(Extrait du texte):

▼

En effet, elle précise qu’en cas de colocation du logement, le montant de la somme des loyers perçus de l’ensemble des locataires ne peut pas être supérieur au montant du loyer applicable au logement conformément à l’encadrement des loyers. Cette limite s’applique dans les « zones d’urbanisation continues de plus de 50 000 habitants » au titre de l’article 17 de la loi du 6 juillet 1989.

Pour mémoire, la loi Alur du 24 mars 2014 était venue donner un cadre légal à la colocation, inexistant jusqu’alors, en créant l’article 8-1 de la loi n°89-462 du 6 juillet 1989 lequel dispose que :

« I. - La colocation est définie comme la location d’un même logement par plusieurs locataires, constituant leur résidence principale, et formalisée par la conclusion d’un contrat unique ou de plusieurs contrats entre les locataires et le bailleur, à l’exception de la location consentie exclusivement à des époux ou à des partenaires liés par un pacte civil de solidarité au moment de la conclusion initiale du contrat ».

En application de ce même article, le contrat de bail de colocation peut être formalisé par la conclusion d’un contrat unique ou de plusieurs contrats entre les locataires et le bailleur.

▲

(Consignes):
1 – Relevez toutes les catégories de personnes nommées dans la définition de la colocation que cite l'extrait sur la colocation.
2 – Recopiez le passage de l'extrait sur la colocation qui commence par « Pour mémoire, la » et se termine par « et le bailleur. ».

(Données recueillies):
▼

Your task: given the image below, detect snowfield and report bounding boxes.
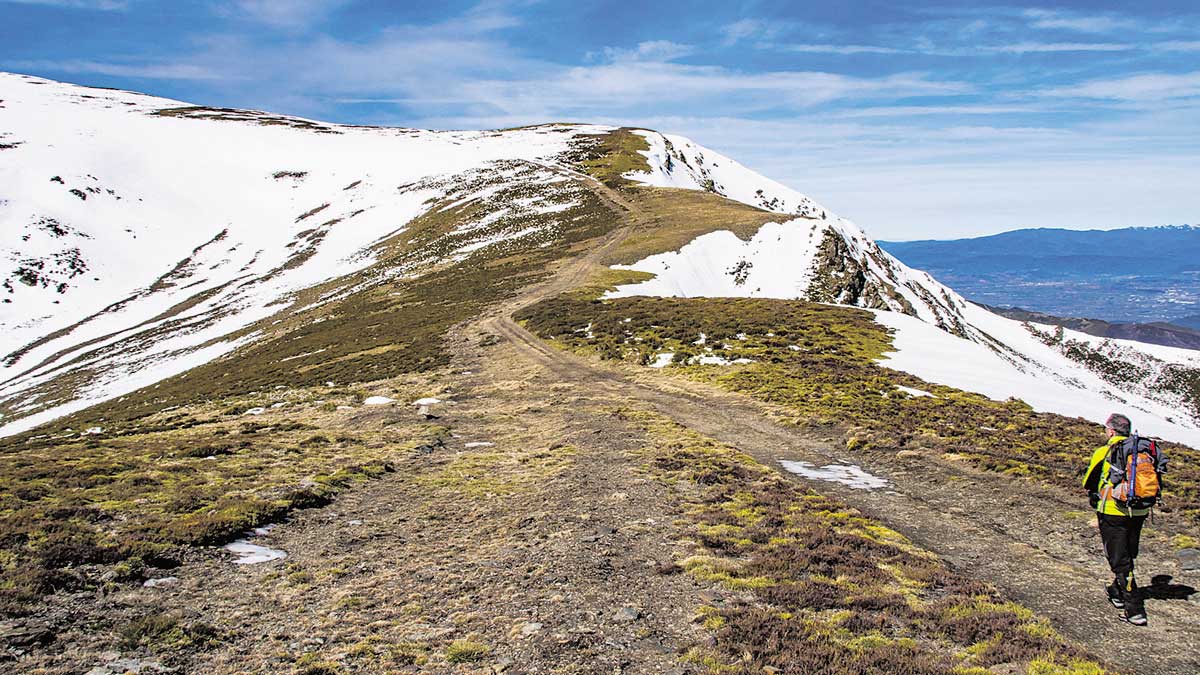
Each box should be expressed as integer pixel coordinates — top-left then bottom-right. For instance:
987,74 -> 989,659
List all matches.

▲

(Réponses par consigne):
1 –
- les locataires
- le bailleur
- les époux
- les partenaires liés par un pacte civil de solidarité

2 –
Pour mémoire, la loi Alur du 24 mars 2014 était venue donner un cadre légal à la colocation, inexistant jusqu’alors, en créant l’article 8-1 de la loi n°89-462 du 6 juillet 1989 lequel dispose que :

« I. - La colocation est définie comme la location d’un même logement par plusieurs locataires, constituant leur résidence principale, et formalisée par la conclusion d’un contrat unique ou de plusieurs contrats entre les locataires et le bailleur, à l’exception de la location consentie exclusivement à des époux ou à des partenaires liés par un pacte civil de solidarité au moment de la conclusion initiale du contrat ».

En application de ce même article, le contrat de bail de colocation peut être formalisé par la conclusion d’un contrat unique ou de plusieurs contrats entre les locataires et le bailleur.